(PROVIDED DATA):
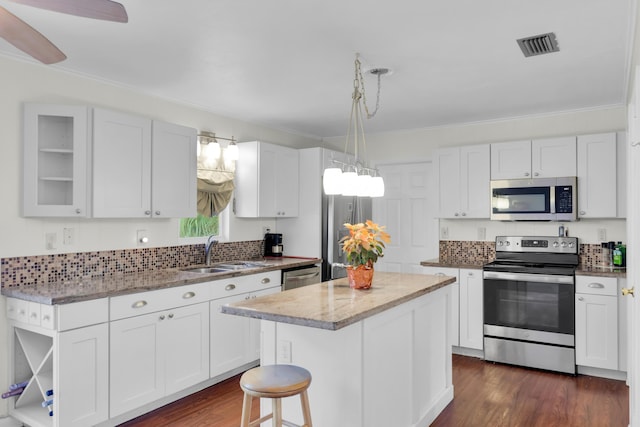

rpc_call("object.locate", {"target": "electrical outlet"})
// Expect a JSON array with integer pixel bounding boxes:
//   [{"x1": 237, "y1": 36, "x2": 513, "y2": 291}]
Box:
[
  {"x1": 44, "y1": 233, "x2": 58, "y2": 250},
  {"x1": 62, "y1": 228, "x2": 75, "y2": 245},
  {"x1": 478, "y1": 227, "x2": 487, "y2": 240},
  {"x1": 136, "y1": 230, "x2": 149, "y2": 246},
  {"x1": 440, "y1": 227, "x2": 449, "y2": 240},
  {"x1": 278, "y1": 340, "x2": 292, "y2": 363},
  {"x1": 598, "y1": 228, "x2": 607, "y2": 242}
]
==
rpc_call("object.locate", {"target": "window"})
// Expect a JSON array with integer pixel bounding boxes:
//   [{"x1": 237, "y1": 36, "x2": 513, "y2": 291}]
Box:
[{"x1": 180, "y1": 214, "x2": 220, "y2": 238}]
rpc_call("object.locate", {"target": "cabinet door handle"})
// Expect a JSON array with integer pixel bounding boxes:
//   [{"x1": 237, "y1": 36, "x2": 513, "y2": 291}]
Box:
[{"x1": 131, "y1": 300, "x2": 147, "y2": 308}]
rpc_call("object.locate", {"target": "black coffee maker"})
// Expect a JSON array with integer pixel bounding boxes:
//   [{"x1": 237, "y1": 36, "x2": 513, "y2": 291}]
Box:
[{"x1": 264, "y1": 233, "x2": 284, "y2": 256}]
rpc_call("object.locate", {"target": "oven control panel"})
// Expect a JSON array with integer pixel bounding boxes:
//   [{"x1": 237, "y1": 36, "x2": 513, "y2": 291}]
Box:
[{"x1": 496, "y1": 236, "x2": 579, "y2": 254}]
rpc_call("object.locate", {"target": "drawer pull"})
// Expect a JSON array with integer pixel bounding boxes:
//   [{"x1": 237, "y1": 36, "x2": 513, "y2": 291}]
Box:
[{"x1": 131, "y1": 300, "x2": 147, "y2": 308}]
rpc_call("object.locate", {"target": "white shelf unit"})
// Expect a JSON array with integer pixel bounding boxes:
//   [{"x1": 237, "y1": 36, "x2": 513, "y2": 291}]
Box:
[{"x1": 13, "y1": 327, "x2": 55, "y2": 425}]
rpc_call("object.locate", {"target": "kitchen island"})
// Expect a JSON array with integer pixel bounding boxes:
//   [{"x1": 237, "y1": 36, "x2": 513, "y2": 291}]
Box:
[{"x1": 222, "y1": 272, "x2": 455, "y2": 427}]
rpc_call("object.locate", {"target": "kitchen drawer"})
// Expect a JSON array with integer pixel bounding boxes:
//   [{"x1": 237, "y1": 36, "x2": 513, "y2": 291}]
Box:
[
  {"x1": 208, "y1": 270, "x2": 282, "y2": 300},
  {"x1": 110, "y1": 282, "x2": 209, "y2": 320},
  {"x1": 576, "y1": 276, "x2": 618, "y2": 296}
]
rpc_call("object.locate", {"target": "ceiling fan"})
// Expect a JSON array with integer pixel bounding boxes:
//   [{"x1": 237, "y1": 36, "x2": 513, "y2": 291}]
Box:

(EXERCISE):
Return every line in the listing above that contains the string "drawer".

(OUTPUT FOR THIS EXERCISE):
rpc_call("object.locate", {"target": "drawer pull"})
rpc_call("object.locate", {"target": "kitchen drawer"})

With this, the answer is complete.